• [About this exercise]: Before anything else, drop the pictures; then return exactly the lines from the top of the listing through the line with "[(601, 45), (528, 418), (1, 128)]".

• [Data to use]:
+ + + +

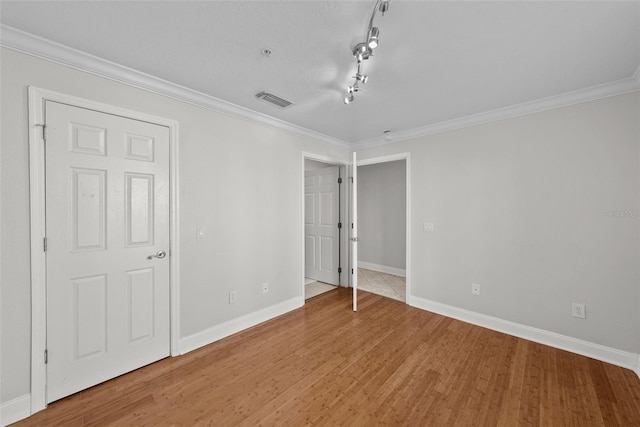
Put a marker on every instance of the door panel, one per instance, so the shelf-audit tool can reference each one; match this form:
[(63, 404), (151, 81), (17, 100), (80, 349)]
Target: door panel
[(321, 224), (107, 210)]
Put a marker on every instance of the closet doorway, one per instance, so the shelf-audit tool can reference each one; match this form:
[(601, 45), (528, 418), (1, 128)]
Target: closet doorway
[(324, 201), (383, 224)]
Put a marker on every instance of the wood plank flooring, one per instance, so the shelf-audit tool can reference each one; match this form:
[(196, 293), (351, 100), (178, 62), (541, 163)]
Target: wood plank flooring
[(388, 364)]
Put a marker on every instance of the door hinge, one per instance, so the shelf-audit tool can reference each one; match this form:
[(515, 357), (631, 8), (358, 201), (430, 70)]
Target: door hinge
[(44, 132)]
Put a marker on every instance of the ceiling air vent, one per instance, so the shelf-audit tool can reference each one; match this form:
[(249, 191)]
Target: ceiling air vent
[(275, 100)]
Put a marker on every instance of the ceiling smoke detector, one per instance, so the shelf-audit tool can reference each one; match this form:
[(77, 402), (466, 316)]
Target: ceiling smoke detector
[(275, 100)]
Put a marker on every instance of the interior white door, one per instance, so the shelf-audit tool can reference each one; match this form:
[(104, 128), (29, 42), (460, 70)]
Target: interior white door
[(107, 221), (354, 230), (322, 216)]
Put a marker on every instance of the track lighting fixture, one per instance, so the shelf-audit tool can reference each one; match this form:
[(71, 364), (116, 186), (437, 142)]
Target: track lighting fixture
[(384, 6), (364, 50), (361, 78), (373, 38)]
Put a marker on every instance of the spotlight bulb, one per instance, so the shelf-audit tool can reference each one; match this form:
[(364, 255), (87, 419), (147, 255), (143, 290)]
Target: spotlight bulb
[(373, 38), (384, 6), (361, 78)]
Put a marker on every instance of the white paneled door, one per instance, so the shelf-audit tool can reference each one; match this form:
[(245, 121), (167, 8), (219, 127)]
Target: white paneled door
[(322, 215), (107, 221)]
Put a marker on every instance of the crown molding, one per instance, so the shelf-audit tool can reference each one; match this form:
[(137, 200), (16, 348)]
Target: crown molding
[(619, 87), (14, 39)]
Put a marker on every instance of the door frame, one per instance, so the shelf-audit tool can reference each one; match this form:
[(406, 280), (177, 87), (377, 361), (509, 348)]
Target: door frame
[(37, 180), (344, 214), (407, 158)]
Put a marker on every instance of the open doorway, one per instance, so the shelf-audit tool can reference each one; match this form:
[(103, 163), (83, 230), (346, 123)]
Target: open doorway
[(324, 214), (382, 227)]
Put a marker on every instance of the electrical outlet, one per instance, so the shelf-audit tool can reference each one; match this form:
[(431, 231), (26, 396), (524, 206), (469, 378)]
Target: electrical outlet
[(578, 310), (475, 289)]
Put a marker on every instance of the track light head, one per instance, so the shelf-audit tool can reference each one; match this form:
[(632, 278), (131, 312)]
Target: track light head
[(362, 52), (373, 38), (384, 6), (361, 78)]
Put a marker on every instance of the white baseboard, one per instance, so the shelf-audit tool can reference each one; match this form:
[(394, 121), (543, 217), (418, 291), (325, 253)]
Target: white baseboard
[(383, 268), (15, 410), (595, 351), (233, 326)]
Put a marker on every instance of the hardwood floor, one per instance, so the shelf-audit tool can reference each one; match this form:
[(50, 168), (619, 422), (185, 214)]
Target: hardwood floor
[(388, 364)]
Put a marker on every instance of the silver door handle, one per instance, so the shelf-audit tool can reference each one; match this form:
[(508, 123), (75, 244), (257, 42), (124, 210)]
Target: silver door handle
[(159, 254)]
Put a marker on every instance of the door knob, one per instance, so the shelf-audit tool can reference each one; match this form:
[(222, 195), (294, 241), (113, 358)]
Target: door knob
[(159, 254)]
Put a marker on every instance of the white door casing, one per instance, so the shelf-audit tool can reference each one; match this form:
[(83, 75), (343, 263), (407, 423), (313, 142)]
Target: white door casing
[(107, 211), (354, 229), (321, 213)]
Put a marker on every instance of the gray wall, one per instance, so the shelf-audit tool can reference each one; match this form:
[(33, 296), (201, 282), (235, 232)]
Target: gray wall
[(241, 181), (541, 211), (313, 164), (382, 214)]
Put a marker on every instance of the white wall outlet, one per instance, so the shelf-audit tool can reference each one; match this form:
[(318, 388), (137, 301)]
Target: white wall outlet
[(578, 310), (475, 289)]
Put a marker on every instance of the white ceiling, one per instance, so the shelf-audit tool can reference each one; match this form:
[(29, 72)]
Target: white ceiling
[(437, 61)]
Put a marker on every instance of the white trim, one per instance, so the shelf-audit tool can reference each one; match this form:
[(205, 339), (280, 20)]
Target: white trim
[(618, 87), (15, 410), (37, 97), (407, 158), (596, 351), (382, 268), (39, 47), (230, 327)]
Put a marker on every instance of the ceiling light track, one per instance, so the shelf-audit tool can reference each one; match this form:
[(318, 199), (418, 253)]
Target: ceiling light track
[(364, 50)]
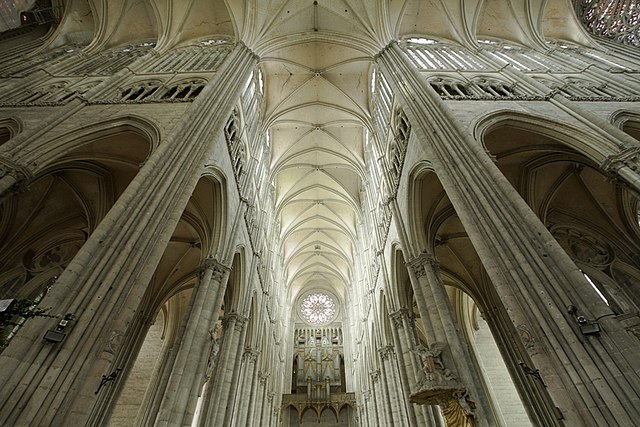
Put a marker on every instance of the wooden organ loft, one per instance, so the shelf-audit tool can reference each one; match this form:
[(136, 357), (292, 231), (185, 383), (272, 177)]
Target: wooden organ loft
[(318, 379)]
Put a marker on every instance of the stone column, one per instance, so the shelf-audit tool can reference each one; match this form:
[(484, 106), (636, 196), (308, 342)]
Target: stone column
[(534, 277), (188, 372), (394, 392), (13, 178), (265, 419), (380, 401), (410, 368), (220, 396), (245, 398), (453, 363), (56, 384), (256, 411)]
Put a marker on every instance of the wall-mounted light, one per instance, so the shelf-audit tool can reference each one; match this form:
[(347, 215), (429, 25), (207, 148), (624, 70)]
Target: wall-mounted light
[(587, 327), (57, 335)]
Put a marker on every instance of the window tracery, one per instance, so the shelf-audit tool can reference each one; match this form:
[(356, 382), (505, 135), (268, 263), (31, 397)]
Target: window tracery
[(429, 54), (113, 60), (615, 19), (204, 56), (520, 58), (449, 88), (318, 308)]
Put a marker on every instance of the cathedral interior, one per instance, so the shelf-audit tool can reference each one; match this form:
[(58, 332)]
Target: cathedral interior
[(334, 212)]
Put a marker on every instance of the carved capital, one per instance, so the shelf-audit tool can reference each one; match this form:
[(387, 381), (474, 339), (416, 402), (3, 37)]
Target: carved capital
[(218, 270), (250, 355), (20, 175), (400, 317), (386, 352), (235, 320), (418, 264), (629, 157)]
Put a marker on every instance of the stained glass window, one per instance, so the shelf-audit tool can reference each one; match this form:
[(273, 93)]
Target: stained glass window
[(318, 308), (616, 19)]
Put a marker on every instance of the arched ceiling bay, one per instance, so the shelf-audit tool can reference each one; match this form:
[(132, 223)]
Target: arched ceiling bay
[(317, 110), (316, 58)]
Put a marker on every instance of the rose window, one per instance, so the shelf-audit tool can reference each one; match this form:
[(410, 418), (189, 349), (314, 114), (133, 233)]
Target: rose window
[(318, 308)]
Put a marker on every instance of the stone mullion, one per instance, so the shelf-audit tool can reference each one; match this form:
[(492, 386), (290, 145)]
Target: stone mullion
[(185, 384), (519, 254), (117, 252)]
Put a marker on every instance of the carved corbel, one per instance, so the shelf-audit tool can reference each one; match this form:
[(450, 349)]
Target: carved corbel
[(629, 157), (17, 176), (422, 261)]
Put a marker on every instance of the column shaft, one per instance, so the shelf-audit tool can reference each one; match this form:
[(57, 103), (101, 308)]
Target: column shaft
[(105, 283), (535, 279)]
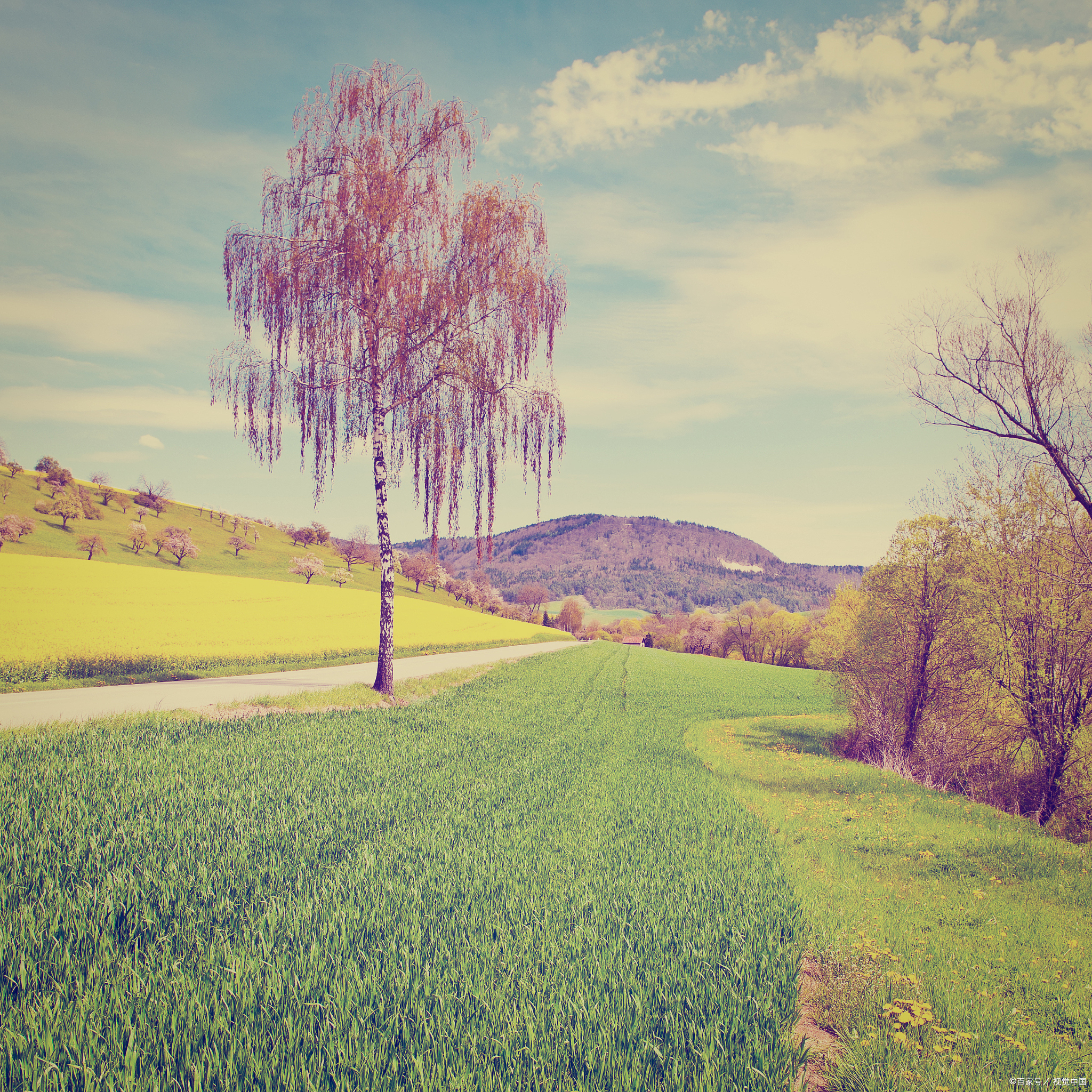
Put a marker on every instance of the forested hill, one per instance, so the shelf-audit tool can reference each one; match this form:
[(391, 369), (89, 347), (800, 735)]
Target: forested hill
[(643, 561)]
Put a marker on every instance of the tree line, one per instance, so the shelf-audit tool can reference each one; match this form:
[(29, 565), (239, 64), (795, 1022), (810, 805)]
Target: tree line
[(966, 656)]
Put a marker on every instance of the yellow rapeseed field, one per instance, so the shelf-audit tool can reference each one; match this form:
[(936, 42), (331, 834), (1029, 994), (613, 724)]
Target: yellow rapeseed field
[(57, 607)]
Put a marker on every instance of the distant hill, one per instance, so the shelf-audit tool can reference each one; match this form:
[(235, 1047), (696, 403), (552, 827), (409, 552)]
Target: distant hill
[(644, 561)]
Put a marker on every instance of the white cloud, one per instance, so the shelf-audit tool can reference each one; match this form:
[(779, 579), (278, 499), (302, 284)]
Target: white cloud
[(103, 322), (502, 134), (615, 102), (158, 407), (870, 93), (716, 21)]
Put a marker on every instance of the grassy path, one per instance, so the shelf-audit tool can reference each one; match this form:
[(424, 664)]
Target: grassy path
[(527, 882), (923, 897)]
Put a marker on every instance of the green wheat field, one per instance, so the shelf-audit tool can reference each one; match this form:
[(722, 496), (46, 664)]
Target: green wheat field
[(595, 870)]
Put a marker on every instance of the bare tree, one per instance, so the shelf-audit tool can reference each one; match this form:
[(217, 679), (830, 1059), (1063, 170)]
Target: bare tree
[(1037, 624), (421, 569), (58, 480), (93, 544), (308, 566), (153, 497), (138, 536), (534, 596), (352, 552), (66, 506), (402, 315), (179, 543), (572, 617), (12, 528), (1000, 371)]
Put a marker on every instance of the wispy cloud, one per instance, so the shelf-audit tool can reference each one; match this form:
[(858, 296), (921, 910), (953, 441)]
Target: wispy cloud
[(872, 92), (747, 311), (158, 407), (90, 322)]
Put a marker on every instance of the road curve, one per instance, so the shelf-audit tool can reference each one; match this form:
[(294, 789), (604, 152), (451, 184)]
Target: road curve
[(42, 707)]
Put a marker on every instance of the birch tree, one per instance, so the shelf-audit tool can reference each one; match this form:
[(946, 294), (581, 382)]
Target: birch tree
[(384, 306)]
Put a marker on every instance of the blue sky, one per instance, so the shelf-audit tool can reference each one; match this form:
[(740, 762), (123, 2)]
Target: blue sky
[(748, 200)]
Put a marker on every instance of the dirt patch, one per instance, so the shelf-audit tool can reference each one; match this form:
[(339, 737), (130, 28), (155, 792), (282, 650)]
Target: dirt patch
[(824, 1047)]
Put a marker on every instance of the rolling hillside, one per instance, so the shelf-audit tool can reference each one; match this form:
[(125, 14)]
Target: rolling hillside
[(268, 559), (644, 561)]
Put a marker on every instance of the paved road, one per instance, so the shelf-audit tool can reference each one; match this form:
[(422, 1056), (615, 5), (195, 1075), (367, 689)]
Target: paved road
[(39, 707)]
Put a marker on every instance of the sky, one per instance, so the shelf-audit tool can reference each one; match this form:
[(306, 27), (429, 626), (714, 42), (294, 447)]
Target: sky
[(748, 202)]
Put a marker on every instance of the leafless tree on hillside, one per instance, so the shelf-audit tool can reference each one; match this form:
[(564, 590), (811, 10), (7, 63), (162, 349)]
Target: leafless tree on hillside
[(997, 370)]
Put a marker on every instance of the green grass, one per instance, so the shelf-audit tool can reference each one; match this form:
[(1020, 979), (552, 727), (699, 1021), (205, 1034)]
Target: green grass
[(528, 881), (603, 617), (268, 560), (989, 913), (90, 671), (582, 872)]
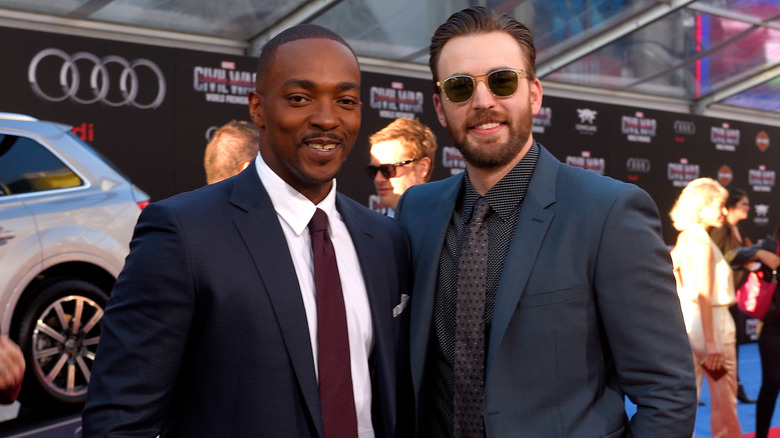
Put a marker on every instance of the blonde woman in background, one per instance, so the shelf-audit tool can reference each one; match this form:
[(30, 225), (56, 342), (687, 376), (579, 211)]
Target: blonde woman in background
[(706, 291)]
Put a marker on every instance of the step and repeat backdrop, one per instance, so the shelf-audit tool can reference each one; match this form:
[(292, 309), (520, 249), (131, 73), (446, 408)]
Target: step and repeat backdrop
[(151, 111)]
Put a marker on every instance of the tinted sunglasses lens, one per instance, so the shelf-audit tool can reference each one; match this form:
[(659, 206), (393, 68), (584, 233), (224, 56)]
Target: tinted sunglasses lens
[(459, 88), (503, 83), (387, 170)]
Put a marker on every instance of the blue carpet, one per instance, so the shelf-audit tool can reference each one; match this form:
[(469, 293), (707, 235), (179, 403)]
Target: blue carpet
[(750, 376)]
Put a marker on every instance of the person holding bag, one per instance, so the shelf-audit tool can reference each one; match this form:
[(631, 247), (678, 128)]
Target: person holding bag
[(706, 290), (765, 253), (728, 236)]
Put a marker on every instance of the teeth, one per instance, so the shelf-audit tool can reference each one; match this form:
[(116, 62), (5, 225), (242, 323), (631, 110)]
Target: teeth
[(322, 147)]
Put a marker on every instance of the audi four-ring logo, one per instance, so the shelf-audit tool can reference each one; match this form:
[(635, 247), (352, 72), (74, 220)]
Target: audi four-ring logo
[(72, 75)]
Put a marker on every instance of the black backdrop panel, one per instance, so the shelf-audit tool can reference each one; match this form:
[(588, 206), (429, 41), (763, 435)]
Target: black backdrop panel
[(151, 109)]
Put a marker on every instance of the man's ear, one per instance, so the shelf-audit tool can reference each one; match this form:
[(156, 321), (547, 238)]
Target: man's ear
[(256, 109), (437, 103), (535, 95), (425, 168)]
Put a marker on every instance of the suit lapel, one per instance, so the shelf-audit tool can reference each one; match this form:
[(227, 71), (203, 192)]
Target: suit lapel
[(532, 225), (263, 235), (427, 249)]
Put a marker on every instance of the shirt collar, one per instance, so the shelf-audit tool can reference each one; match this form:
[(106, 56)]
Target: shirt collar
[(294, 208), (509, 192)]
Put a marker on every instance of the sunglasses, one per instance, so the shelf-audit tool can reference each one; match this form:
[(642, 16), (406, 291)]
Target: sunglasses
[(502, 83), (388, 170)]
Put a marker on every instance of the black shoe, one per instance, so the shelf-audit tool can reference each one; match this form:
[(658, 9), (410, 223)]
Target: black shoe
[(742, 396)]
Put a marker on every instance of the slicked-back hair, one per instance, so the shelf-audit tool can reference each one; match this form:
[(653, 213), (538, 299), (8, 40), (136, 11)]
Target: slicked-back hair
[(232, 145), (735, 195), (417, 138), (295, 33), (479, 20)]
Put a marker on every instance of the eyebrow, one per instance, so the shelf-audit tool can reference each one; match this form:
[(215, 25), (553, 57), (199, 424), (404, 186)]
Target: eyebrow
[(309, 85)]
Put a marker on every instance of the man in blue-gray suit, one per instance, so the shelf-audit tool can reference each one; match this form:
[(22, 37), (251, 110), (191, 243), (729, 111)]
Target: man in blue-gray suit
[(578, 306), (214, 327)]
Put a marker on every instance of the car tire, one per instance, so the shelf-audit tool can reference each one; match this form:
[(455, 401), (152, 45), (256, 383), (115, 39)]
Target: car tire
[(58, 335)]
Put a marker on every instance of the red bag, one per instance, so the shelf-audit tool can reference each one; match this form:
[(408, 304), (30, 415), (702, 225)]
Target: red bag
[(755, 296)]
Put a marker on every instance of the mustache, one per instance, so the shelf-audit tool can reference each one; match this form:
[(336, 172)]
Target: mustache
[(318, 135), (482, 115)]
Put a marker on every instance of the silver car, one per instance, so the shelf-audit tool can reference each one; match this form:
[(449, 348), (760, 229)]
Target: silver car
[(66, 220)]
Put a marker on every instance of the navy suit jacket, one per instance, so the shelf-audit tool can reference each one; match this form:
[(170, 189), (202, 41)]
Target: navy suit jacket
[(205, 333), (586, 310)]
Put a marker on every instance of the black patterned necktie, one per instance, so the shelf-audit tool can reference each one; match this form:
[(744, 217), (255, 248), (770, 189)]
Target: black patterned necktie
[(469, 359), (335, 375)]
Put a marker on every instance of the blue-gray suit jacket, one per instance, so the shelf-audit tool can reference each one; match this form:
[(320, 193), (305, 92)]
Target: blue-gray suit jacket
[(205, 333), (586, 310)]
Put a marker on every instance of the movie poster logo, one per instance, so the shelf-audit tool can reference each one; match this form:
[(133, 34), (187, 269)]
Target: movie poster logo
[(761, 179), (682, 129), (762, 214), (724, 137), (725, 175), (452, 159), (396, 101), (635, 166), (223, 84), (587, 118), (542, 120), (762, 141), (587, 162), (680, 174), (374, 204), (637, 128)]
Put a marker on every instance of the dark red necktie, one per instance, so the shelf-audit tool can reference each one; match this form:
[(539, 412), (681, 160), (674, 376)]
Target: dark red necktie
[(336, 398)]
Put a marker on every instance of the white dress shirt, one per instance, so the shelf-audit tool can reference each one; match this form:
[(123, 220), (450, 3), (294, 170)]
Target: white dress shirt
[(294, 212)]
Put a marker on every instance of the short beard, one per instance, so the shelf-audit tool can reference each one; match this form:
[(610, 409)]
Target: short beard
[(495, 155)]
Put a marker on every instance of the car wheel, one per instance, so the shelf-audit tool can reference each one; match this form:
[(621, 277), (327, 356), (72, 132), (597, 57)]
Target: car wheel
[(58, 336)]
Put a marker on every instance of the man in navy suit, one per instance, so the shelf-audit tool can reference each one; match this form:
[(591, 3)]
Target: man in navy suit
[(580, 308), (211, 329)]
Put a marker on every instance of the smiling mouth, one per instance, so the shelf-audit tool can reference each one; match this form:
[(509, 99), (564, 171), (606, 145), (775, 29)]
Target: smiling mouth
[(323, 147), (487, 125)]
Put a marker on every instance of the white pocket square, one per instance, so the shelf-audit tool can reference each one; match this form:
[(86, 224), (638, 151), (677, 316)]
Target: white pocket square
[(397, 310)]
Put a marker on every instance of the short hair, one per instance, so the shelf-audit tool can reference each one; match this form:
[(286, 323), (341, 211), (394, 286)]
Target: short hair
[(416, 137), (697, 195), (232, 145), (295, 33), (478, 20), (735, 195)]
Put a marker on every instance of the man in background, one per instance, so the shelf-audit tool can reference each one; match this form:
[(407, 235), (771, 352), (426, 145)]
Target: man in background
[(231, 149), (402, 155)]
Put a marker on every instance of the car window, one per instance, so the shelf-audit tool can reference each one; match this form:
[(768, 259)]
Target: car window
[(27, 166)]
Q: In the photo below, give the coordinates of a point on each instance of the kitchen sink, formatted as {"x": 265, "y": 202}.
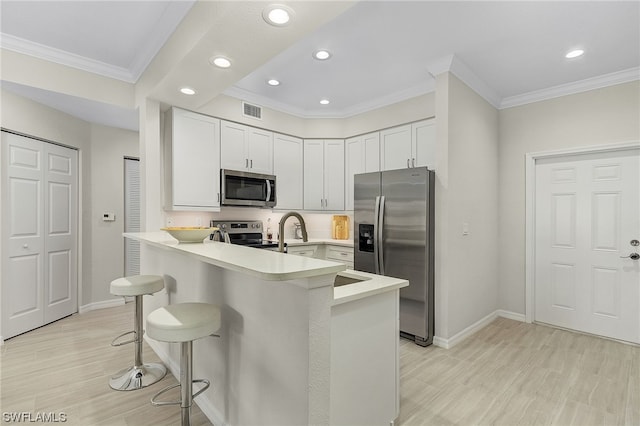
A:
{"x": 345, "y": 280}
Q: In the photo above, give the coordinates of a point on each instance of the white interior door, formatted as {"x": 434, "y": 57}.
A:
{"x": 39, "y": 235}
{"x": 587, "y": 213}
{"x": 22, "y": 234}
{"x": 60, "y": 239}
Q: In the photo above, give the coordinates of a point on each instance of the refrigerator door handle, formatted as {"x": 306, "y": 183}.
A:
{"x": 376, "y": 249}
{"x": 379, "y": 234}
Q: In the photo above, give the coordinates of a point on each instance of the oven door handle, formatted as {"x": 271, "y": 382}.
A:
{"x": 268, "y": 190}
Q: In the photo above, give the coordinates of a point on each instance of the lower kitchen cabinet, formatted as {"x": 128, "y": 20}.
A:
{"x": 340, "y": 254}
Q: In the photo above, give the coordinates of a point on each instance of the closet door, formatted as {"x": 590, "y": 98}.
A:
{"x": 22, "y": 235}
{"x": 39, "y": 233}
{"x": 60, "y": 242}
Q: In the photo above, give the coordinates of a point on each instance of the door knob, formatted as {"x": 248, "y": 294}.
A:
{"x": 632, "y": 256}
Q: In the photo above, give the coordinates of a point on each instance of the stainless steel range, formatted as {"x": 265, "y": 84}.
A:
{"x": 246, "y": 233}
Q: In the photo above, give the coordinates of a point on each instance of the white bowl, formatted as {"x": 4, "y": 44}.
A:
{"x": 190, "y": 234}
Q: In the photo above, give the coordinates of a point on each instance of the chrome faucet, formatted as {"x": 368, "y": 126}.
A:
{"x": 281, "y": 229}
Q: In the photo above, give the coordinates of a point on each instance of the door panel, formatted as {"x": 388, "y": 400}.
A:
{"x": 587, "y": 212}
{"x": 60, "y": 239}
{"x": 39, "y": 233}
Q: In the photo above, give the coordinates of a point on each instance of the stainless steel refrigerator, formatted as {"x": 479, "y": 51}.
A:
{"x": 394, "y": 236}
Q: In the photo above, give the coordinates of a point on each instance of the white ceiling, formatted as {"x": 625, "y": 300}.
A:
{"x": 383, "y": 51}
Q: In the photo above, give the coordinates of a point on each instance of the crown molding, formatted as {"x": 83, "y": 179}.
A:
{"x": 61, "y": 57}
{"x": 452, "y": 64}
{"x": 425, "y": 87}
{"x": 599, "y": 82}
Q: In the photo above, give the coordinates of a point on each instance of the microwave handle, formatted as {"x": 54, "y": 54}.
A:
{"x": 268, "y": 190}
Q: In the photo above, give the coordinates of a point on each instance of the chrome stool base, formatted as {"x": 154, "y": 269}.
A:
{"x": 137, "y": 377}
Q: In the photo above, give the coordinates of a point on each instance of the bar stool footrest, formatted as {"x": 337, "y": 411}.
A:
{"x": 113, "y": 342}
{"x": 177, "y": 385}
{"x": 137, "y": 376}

+ + + +

• [Written answer]:
Put a marker on every instance of the door panel, one per instance, so the shelf-audit tool can reference each one; match this form:
[(63, 404), (151, 81), (17, 100), (80, 349)]
Target: door panel
[(321, 224), (107, 210)]
Put a marker on every instance of the closet doorway, one per instance, so the shelf-audit tool can reference each one; match this form:
[(601, 45), (528, 418), (1, 128)]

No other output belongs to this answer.